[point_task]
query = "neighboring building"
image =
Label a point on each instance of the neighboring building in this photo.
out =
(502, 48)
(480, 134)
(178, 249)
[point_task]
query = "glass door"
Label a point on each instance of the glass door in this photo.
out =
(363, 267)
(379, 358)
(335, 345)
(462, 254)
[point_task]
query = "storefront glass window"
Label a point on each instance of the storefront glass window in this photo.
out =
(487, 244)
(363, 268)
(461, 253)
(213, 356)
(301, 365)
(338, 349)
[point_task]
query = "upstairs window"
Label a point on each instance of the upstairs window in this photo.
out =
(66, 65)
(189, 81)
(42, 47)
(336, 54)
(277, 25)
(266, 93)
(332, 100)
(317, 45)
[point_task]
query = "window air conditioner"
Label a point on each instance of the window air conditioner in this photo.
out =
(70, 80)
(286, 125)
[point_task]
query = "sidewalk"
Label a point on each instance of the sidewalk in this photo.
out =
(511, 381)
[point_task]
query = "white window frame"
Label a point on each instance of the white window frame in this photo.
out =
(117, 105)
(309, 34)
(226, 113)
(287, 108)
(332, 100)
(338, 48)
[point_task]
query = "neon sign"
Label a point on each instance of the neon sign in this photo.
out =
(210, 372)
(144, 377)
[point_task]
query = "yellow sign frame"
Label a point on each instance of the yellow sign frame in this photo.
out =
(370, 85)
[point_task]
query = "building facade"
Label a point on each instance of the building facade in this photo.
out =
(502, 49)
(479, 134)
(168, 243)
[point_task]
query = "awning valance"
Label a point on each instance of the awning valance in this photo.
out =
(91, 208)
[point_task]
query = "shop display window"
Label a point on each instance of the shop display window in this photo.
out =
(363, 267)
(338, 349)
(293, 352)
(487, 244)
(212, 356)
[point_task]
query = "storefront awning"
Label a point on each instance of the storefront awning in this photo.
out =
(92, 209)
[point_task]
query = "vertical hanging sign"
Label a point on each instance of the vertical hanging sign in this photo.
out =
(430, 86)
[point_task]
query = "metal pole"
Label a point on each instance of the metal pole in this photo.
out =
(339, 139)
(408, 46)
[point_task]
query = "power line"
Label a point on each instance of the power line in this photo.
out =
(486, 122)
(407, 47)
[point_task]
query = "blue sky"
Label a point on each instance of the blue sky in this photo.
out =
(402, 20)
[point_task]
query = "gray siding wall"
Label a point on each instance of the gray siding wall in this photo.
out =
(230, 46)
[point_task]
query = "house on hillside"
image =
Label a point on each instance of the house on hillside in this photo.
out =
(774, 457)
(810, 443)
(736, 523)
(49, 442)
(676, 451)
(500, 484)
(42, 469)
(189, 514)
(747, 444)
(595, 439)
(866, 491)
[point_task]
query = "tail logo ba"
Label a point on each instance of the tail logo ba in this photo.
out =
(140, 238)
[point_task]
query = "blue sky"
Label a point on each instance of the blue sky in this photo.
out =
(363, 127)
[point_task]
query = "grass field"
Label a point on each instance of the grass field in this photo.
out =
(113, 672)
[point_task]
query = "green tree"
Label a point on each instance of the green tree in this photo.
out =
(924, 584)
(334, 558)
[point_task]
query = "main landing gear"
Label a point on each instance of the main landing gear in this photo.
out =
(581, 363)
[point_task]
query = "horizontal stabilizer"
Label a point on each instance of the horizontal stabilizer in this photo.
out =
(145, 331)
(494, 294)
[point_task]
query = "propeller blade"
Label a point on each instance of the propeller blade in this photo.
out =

···

Reproduce the listing above exactly, in its entirety.

[point_task]
query = "neighboring building"
image =
Label a point on each instance of the neighboring building in this photo.
out =
(502, 48)
(480, 134)
(178, 249)
[point_task]
query = "glass door"
Label a point on each instance of the glass door in this photo.
out =
(363, 267)
(379, 358)
(335, 345)
(462, 254)
[point_task]
query = "storefront glass window"
Label a point on each instance of the storefront glass window in this photo.
out =
(487, 244)
(363, 268)
(461, 253)
(213, 356)
(301, 365)
(338, 349)
[point_task]
query = "upstairs window"
Label a point on each instance of the upstairs window in this photo.
out =
(66, 65)
(189, 81)
(42, 47)
(336, 54)
(277, 25)
(266, 93)
(332, 100)
(317, 45)
[point_task]
query = "window air conditioner"
Label a point on each instance of the window air conditioner in this photo.
out =
(70, 80)
(286, 125)
[point_task]
query = "sidewalk"
Label a point on each instance of the sidewalk in this photo.
out =
(511, 381)
[point_task]
query = "white window frame"
Label a point on each instance of the white window frame in this photo.
out =
(117, 105)
(309, 34)
(226, 113)
(287, 108)
(332, 100)
(338, 48)
[point_task]
query = "neon sign"
Label a point on each instance of the neon sign in this photo.
out =
(210, 372)
(144, 377)
[point_task]
query = "yellow sign frame"
Label a point on each instance of the yellow sign frame in this photo.
out =
(370, 85)
[point_task]
query = "building facade"
Label a point on each instance of the building facade in this photo.
out =
(502, 49)
(479, 134)
(168, 243)
[point_task]
query = "awning valance"
Label a point on each instance of the awning valance in this photo.
out =
(91, 208)
[point_task]
query = "shop display window"
Label a point on each instance of the shop display window in this photo.
out =
(363, 267)
(338, 349)
(293, 352)
(487, 244)
(212, 356)
[point_task]
query = "storefront awning"
Label a point on each instance of the storefront awning in this photo.
out =
(92, 209)
[point_task]
query = "vertical hanging sign"
Label a point on each instance of the vertical hanging sign in this photo.
out =
(430, 86)
[point_task]
query = "metal pole"
Label a point on each instance of the metal pole in this photo.
out =
(339, 139)
(408, 46)
[point_task]
query = "power line"
Label a point on each instance of the power line in this photo.
out =
(486, 122)
(407, 47)
[point_task]
query = "blue sky"
Label a point on each instance of the blue sky in this photo.
out =
(402, 20)
[point_task]
query = "gray siding wall"
Label a point on each instance of the gray siding wall in this photo.
out =
(230, 46)
[point_task]
query = "house on hillside"
image =
Label a point on each instance of the house on hillside in this photo.
out =
(774, 457)
(810, 443)
(736, 523)
(49, 442)
(676, 451)
(500, 484)
(42, 469)
(189, 514)
(747, 444)
(595, 439)
(866, 491)
[point_task]
query = "tail logo ba"
Label a point on each instance of the tail logo ba in this photo.
out =
(140, 238)
[point_task]
query = "blue sky"
Label a point on each instance of the blue sky in this photo.
out =
(363, 127)
[point_task]
query = "grass field"
Label a point on each instance of the grass field in this photo.
out =
(113, 672)
[point_task]
query = "green tree"
Label a point on each instance of the green tree in this photo.
out =
(924, 584)
(334, 558)
[point_task]
query = "main landing gear"
Label a point on each instance of the main landing gear in this photo.
out =
(581, 363)
[point_task]
query = "horizontal stabilizer"
Label a point on each instance of the horizontal stabilizer in this photo.
out =
(145, 331)
(494, 294)
[point_task]
query = "propeller blade"
Label a point on each instance of the propeller blade in this photo.
out =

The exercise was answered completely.